### The task
Rewrite the items below, replacing "query" with "search" and keeping everything else the same.
— START —
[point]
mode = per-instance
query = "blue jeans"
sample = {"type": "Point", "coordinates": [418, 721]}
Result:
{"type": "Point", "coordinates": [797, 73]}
— END —
### Correct output
[point]
mode = per-instance
search = "blue jeans"
sample = {"type": "Point", "coordinates": [418, 721]}
Result:
{"type": "Point", "coordinates": [797, 73]}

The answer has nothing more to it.